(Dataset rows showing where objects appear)
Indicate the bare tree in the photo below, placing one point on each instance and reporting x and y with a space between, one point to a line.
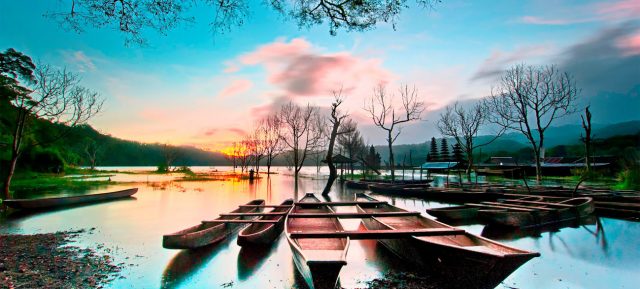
340 125
273 145
299 133
463 125
389 118
528 99
92 149
54 95
586 139
169 154
132 17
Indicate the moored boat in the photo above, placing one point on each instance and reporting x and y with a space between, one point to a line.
319 260
47 203
466 260
208 233
265 233
524 214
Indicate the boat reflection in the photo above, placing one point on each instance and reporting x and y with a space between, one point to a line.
498 232
251 258
187 263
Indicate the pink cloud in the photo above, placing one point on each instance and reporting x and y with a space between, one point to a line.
237 86
630 45
621 10
299 70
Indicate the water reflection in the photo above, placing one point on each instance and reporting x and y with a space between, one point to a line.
187 263
582 256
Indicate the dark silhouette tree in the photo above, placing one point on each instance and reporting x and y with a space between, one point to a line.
463 125
444 150
132 17
340 124
527 99
385 116
433 155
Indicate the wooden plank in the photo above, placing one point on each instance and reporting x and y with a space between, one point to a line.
242 221
520 206
540 203
379 234
353 215
253 214
265 206
499 207
340 203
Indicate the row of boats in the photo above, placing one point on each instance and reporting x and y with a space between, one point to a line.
320 244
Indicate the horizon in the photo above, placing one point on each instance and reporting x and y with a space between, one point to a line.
196 89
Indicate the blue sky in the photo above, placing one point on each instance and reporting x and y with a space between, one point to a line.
192 87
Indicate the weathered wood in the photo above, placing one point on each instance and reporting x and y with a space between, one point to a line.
253 214
240 221
541 203
378 234
520 206
499 207
265 206
339 203
353 215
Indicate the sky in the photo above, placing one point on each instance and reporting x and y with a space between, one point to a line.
191 87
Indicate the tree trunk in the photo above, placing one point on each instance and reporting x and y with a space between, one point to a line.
391 159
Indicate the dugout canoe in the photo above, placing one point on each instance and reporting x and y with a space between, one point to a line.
525 214
464 212
265 233
208 233
466 260
47 203
319 260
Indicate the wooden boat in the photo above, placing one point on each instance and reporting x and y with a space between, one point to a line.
265 233
47 203
208 233
318 260
466 212
464 259
517 213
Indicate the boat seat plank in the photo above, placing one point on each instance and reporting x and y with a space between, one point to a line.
241 221
253 214
339 203
520 206
378 234
540 203
352 215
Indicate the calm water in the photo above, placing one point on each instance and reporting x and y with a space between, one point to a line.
601 253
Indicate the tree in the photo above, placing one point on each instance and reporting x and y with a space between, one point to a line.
271 132
54 95
528 99
340 125
586 139
384 115
433 155
132 17
444 151
299 132
463 125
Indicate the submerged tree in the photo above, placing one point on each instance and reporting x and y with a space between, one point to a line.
528 99
340 125
132 17
299 133
41 92
463 125
390 118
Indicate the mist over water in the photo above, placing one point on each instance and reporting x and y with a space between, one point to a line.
598 253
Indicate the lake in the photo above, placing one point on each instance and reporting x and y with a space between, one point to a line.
599 253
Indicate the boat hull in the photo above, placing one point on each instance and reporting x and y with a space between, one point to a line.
38 204
206 233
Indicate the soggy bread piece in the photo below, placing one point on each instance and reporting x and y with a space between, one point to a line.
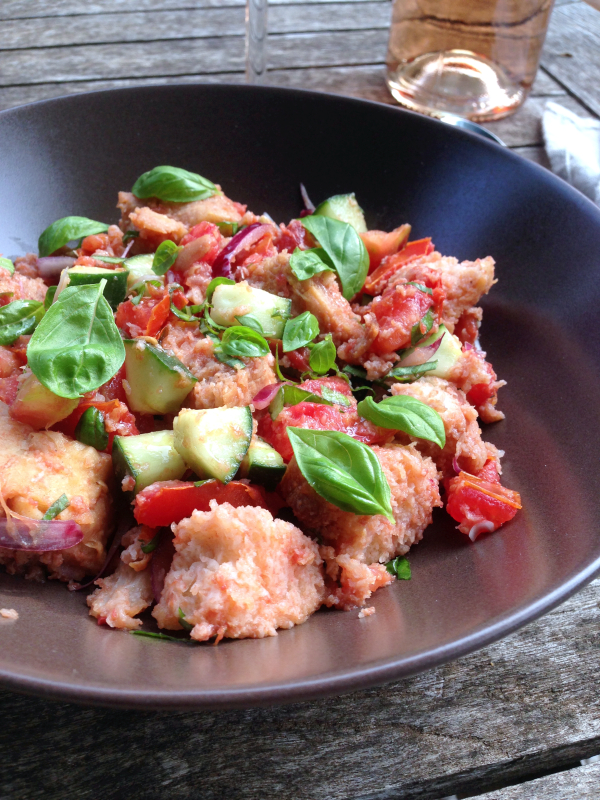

*What you will do*. Return the records above verbatim, from the first to the last, omitting the pictures.

*Worked solution*.
Indicate the bare tree in the photo below, placing one point on each instance and reporting x and y with a space between, one point to a line.
340 125
273 145
299 133
463 125
389 118
528 99
92 149
54 95
586 139
169 154
132 17
Indicate the moored boat in the photo above, placing one point on each instance and reporting x and y with a space between, one point to a line.
319 260
47 203
466 260
208 233
265 233
524 214
Indicate the boat reflection in the photo above, placing one point on each instance and reporting x and y with a space between, one point to a line.
498 232
251 258
187 263
Indicate the pink cloud in the photo above, placing one point on each instance and reporting x and y with a space between, one point to a line.
237 86
630 45
621 10
299 70
Indicate the water reflection in the photo above, placing one point on each instance and reporting x and y with a space between, one point to a line.
187 263
582 256
Indicate the dark silhouette tree in the photo above, placing one point on each instance and reporting x and y with a space between, one point to a line.
463 125
444 150
132 17
340 124
527 99
385 116
433 155
Indicate the wooden plank in the photo above, placing one point on each instance and reporting x and y with a space between, one point to a line.
242 221
520 206
540 203
379 234
353 215
253 214
265 206
499 207
340 203
Indicate the row of boats in the photo above, placing one point on each instance and reporting x and y with a space between, one point to a line.
320 244
Indicate the horizon in the photo above, placing one point on each instance and reporting x and y with a space between, one point to a line.
196 89
Indicate the blue sky in the photo above, placing one point on each instance and reporting x and y with a space between, one point to a line.
192 87
Indicate the weathered wood in the photo above, placing one point on each instance and reporting x and y with a space between, one point to a line.
253 214
240 221
541 203
378 234
520 206
499 207
265 206
339 203
353 215
Indicate the sky in the photo above, placing one point on each instance and reporting x and y with a space between, one point to a line.
191 87
Indicate the tree trunk in the photo above, placing one point on each instance and reporting x and y with a space between, one point to a line.
391 159
Indicate the dugout canoe in the photo above, placing one point on each instance and reporting x and y with a space between, one point to a line.
525 214
464 212
265 233
208 233
466 260
47 203
319 260
Indicate the wooden boat in the photo above, placing one point on each instance and reporting x and y with a space between, one point to a line.
265 233
47 203
208 233
318 260
466 212
464 259
517 213
Indicate the boat seat plank in the photo above, placing one point on each instance and reporting x and y with a space between, one point to a line.
241 221
253 214
339 203
520 206
378 234
540 203
352 215
Indicate the calm water in the photo above, placing one point on each instance and reporting x and y with a space between, one point to a line.
601 253
Indicate the tree in the photo above, placing one point on each instance and reporting x and y with a space between, one point to a line.
271 132
54 95
528 99
340 125
586 139
384 115
433 155
132 17
444 151
299 132
463 125
Indicate the submerged tree in the photo above, placing one point on each instance and reporting x and y with a space between, one point to a line.
528 99
340 125
132 17
299 133
41 92
463 125
390 118
Indicate the mist over water in the photo above, placing one point on each instance and reporting x and y with a space between, one point to a line.
598 253
Indicate the lake in the photo above, placing one point on each instance and reporting x and y with a space between, one point to a line.
599 253
Indicate the boat hull in the photo above, placing one point on each instance and reporting x and y with a space between, one point to a line.
38 204
206 233
Indicate the soggy bread piece in the photo below, placing one point on each instance and reporting x and y with a space between, one point to a line.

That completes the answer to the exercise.